◆ **Your task**: Reproduce each of the following lines word for word, changing nothing.

** START Stored data **

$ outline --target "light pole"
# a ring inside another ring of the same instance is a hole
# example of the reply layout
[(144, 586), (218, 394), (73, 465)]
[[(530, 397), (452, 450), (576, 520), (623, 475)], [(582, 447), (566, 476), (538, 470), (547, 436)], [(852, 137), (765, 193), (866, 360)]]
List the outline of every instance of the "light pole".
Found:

** END Stored data **

◆ **Task solution**:
$ outline --target "light pole"
# a ring inside another ring of the same instance is a hole
# example of the reply layout
[(144, 586), (218, 394), (73, 465)]
[[(530, 397), (452, 450), (576, 520), (623, 475)], [(582, 447), (566, 476), (538, 470), (547, 436)], [(852, 137), (765, 193), (866, 360)]]
List the outline of every instance of the "light pole".
Found:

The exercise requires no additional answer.